# Records for this exercise

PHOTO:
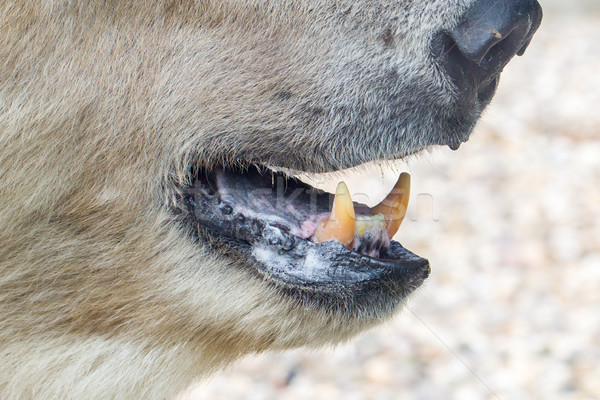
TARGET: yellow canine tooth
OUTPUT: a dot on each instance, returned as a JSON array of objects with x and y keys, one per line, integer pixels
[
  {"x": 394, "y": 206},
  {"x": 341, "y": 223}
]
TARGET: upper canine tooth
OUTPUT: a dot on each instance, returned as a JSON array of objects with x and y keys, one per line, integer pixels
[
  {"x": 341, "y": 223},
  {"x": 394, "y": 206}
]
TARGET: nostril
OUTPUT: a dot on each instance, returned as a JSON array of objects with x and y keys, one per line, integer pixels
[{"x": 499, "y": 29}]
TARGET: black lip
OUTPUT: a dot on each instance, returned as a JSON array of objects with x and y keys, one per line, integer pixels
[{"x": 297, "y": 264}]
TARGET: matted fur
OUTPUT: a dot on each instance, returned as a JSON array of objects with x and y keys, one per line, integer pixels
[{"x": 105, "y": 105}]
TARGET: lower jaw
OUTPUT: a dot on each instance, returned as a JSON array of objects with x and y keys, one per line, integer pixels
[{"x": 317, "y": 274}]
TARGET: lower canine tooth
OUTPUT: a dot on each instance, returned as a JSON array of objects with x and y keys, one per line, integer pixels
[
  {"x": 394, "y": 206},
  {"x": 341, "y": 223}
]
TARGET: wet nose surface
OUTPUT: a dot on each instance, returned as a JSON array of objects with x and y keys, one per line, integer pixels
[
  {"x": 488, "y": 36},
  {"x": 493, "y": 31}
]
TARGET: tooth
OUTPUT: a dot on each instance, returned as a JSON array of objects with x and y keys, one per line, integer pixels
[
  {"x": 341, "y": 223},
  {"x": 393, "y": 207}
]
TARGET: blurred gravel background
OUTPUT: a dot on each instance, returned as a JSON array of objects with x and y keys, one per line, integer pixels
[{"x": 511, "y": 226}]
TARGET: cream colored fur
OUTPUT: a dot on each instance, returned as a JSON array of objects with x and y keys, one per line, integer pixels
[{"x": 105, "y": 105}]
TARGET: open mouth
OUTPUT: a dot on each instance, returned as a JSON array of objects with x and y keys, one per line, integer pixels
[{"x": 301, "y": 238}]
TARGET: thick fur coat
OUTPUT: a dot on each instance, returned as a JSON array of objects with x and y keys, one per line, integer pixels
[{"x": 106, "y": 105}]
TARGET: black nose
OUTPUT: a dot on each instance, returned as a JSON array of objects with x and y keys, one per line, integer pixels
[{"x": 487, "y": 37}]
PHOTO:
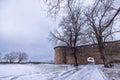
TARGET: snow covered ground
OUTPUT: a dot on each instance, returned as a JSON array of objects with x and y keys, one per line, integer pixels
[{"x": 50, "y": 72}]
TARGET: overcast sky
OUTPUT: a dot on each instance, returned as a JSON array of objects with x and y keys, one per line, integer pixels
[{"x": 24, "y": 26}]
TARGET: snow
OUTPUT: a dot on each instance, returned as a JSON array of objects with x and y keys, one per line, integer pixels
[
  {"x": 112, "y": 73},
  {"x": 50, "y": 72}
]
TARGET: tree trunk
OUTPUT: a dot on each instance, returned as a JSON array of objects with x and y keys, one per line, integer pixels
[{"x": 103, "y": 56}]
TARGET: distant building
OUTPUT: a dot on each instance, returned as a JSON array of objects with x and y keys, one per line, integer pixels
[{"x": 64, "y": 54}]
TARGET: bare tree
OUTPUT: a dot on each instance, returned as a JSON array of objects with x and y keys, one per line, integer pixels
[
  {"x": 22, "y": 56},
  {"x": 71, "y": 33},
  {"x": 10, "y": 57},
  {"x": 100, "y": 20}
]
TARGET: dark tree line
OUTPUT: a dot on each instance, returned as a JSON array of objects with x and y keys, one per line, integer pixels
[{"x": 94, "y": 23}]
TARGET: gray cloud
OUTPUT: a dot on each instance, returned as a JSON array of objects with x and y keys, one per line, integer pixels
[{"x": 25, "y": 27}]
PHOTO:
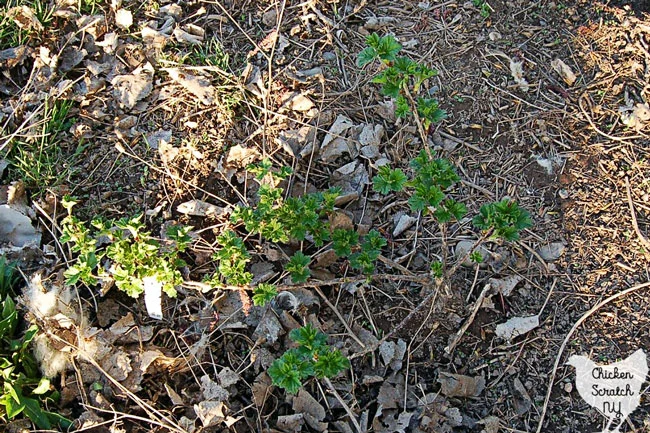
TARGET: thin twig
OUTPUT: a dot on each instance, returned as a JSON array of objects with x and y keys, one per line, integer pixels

# Directions for this task
Reproduce every line precisely as given, omitting all pictures.

# Correct response
PHOTO:
TARGET: yellow canine tooth
OUTPUT: a dot on each instance, returned as a JSON array of objects with x and y keys, one per line, integer pixels
[
  {"x": 394, "y": 206},
  {"x": 341, "y": 223}
]
TARGET: upper canine tooth
OUTPUT: a dot on each instance, returned as a JSON array of objects with x and y keys, one per line, integer pixels
[
  {"x": 341, "y": 223},
  {"x": 394, "y": 206}
]
TARGET: nostril
OUTPUT: a dot on each instance, returned as a JSON array of objects with x and y keys, one per line, integer pixels
[{"x": 499, "y": 29}]
TARGET: black lip
OUTPUT: a dot on each instance, returned as a JSON array of objects with x and y keys, one per line, integer pixels
[{"x": 297, "y": 264}]
TARGET: matted fur
OUTPUT: a dot on each instance, returned as a JSON array of objects with x and y keys, one per line, integer pixels
[{"x": 105, "y": 105}]
TARGET: lower jaw
OUTPUT: a dot on each instance, returned as a JSON array of objects with x and y keys, one per line, integer pixels
[{"x": 317, "y": 274}]
TARGET: lower canine tooth
OUTPUT: a dot on each instance, returned as a JSON array of objects with x and y keys, one per line, integer pixels
[
  {"x": 394, "y": 206},
  {"x": 341, "y": 223}
]
TARGET: wet nose surface
OUTPUT: a dot on each instance, returned as a JSON array of objects with x and y keys, one per line, integer pixels
[
  {"x": 488, "y": 36},
  {"x": 493, "y": 31}
]
TARGET: tooth
OUTPUT: a dot on each instance, returned as a JSON array of objects with x and y keys, one per line, integer pixels
[
  {"x": 341, "y": 223},
  {"x": 393, "y": 207}
]
TARGET: blurred gravel background
OUTPUT: a dot on each instance, returned as a JSON array of objects with x and y keys, one per line, integer pixels
[{"x": 511, "y": 226}]
TARGET: cream colored fur
OUTPUT: a dot on each instance, returned as a JSON array of objects with x and y keys, one per line, integer pixels
[{"x": 105, "y": 105}]
TARGET: open mouth
OUTPUT: a dot on each instance, returned as a JSON array of objects with x and y keys, one per line, integer pixels
[{"x": 301, "y": 238}]
TARGET: thick fur coat
OUTPUT: a dot on each instance, returned as a JSON array of objects with x and y keys, one per line, integer pixels
[{"x": 106, "y": 105}]
TARGET: black nose
OUTPUT: a dot on each instance, returned as a JSON array of objects with x and y keys, one per line, integer pixels
[{"x": 487, "y": 37}]
PHOTO:
TARGET: snow covered ground
OUTPUT: a dot on each instance, returned as a JSON array of objects with x and y keys, one per line, integer pixels
[{"x": 50, "y": 72}]
TARGET: overcast sky
OUTPUT: a dot on each instance, returned as a JSON array of objects with x and y keys, one per line, integer pixels
[{"x": 24, "y": 26}]
TARGET: snow
OUTPUT: a dot on each instance, returned as a JSON array of objects with x and y keys, one per line, integer pixels
[
  {"x": 112, "y": 73},
  {"x": 50, "y": 72}
]
TARGET: tree trunk
OUTPUT: a dot on each instance, returned as a JSON array of objects with x and y keys, one per line, integer pixels
[{"x": 103, "y": 56}]
TARGET: distant building
OUTPUT: a dot on each instance, returned as a JSON array of objects with x and y keys, one per line, integer pixels
[{"x": 64, "y": 54}]
TARGET: bare tree
OUTPUT: a dot on each instance, returned as a JSON array of objects with x and y keys, one per line, integer pixels
[
  {"x": 22, "y": 56},
  {"x": 71, "y": 33},
  {"x": 10, "y": 57},
  {"x": 100, "y": 20}
]
TARGET: dark tree line
OUTPUT: a dot on each instance, returned as a JSON array of objects with x and y keys, one per line, integer pixels
[{"x": 94, "y": 23}]
TARGET: gray cloud
OUTPUT: a dot on each instance, returned as a JSON array of objects with x and y keys, one per line, integer pixels
[{"x": 25, "y": 27}]
PHOTO:
TARGET: thin twig
OUTPUT: a dot on each instance, returned as a JSON array of objects with x and y keys, one per line, integer pixels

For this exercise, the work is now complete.